● **Instructions to follow**:
Transcribe the lines from the start of the data below through the line with "Put a point on every instance of the light tile", word for word and nothing more.

[Provided material Boundary: Start]

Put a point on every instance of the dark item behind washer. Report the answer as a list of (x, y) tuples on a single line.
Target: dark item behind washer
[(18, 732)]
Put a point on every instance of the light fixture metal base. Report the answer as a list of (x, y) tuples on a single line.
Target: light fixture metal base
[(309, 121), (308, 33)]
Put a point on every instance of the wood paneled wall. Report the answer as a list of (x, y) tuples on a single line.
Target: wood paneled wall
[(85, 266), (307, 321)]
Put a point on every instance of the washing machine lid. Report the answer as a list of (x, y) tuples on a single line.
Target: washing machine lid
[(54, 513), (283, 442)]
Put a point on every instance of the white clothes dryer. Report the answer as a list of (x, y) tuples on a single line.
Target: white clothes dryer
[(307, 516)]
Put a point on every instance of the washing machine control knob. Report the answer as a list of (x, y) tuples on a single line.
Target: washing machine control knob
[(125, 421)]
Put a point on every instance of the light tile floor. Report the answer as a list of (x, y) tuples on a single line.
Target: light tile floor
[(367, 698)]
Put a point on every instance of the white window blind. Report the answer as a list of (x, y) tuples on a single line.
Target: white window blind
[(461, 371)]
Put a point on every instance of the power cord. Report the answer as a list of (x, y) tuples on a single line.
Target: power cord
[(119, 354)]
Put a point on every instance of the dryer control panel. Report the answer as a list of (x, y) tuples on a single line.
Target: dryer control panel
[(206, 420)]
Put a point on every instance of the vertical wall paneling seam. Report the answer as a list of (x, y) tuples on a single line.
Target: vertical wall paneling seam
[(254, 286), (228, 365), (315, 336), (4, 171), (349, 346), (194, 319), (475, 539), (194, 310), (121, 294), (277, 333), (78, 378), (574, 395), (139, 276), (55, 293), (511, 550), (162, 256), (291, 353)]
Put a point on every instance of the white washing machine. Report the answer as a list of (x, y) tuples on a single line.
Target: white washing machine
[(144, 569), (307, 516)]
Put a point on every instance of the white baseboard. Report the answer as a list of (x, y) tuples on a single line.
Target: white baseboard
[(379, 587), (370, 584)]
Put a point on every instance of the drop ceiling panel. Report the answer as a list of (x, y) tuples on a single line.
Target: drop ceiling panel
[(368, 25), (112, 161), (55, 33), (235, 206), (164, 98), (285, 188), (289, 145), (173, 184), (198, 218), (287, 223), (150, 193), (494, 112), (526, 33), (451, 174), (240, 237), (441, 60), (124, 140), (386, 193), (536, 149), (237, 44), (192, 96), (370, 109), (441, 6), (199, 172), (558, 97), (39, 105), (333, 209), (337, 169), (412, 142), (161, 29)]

[Provided material Boundary: End]

● **Completed task**:
Put a point on every instance of the dark item behind washer. Report the answer as a list of (x, y) tuples on a single line.
Target: dark item behind washer
[(18, 732)]
Put a point on every instance of the light fixture metal base. Report the answer as a list of (x, y) tuples on a single line.
Target: light fixture metal base
[(309, 121), (308, 33)]
Put a point on every instance of the wood paneled wall. Report the answer as a list of (x, y) tuples on a single line.
Target: wood paneled wall
[(85, 266), (307, 321)]
Put a point on every instance of the washing machine lid. Report the answer as a list of (x, y) tuples on a single line.
Target: washing machine lid
[(54, 513), (283, 442)]
Put a point on every instance of the white clothes dryer. Report the answer as a list of (x, y) tuples on a single line.
Target: white clothes dryer
[(307, 516)]
Put a point on every instance of the washing machine control knob. Report the answer as a list of (x, y) tuples on a single line.
Target: washing machine control knob
[(125, 421)]
Put a point on every instance of the light tile floor. Report the answer as a list of (x, y) tuples on a single line.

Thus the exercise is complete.